◆ Your task ◆
For the entries below, the result should be an exact transcription of the lines from the one with "An <instance> block can" up to and including the one with "box: [6, 45, 226, 197]", and only those.

◆ Source material ◆

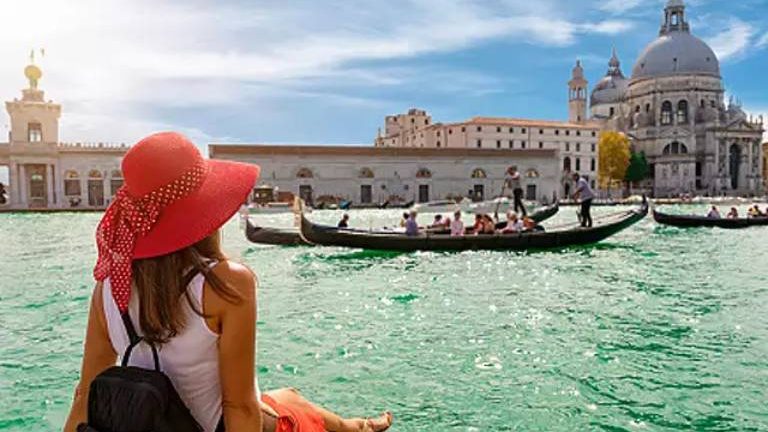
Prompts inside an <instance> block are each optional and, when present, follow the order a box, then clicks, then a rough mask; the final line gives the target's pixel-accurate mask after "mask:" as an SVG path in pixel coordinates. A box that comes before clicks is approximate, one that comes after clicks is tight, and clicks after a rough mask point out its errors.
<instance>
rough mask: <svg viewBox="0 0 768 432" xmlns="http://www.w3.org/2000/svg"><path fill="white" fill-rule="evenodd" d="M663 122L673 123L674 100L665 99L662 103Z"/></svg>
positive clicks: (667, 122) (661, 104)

--

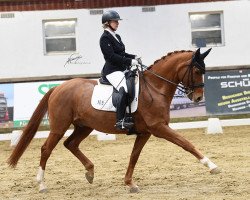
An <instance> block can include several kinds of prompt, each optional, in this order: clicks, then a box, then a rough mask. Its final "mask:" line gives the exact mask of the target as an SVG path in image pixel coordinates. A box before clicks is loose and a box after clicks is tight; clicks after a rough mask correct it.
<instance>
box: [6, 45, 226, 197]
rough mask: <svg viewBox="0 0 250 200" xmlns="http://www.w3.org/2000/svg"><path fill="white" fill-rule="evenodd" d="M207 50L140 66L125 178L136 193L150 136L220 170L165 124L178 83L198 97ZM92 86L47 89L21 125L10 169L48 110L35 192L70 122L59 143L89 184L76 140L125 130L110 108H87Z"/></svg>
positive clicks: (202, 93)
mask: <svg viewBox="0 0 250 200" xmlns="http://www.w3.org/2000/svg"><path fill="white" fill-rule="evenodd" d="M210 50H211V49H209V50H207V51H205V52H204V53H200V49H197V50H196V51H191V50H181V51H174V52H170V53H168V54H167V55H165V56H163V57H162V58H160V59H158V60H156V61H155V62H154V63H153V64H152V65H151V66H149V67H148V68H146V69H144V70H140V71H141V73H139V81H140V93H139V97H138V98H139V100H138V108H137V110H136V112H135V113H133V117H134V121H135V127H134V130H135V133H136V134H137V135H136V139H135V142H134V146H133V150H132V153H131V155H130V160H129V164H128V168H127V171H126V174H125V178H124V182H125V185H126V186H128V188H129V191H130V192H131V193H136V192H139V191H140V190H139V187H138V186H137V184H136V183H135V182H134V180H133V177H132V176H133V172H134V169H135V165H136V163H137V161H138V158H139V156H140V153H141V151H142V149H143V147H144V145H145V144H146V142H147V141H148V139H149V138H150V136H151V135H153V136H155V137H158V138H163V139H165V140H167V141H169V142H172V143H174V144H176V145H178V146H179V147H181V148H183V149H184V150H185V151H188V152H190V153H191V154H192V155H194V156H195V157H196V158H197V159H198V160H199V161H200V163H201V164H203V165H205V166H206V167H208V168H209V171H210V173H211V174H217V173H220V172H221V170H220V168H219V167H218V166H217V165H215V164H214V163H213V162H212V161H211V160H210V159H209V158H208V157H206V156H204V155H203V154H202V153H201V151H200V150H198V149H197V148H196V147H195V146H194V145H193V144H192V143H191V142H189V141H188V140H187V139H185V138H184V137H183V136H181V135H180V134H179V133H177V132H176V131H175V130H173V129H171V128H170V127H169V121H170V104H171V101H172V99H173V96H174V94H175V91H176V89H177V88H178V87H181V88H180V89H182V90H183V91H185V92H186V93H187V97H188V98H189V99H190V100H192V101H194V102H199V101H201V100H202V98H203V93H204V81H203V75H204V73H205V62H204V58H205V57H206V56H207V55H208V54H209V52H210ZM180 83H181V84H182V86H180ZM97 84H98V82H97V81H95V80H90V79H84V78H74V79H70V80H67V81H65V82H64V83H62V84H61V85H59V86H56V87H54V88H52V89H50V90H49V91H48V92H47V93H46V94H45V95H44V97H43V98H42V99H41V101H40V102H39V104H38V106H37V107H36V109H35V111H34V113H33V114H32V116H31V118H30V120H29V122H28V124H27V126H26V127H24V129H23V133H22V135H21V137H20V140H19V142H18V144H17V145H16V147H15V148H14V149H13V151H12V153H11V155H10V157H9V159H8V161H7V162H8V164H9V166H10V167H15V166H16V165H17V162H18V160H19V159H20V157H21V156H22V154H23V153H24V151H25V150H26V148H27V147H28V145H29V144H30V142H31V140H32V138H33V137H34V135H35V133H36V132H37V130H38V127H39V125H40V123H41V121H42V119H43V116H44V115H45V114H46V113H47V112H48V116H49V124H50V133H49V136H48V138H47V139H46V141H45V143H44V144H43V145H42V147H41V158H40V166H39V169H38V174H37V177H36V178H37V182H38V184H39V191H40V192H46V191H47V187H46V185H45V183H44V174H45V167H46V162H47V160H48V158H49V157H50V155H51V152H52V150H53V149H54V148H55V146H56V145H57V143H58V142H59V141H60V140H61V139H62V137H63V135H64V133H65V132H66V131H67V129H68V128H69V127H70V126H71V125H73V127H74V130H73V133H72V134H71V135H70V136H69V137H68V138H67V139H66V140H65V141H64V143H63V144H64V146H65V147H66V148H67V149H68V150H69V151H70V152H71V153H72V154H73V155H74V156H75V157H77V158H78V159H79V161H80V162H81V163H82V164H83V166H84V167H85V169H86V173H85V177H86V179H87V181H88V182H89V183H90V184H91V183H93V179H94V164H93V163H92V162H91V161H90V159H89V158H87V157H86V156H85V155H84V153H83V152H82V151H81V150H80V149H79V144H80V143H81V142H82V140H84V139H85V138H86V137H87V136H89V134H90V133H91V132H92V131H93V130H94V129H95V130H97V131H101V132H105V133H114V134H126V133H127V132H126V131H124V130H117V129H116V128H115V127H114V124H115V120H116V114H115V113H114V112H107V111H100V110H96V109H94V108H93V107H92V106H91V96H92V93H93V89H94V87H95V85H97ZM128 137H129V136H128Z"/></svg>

◆ Answer box ◆
An <instance> block can include several kinds of prompt, each optional, in this order: clicks, then a box, then a rough mask. Its final "mask:" line gives the exact mask of the target as an SVG path in image pixel coordinates. A box before clicks is loose and a box after clicks is tight; clicks after a rough mask correct it.
<instance>
box: [6, 45, 226, 197]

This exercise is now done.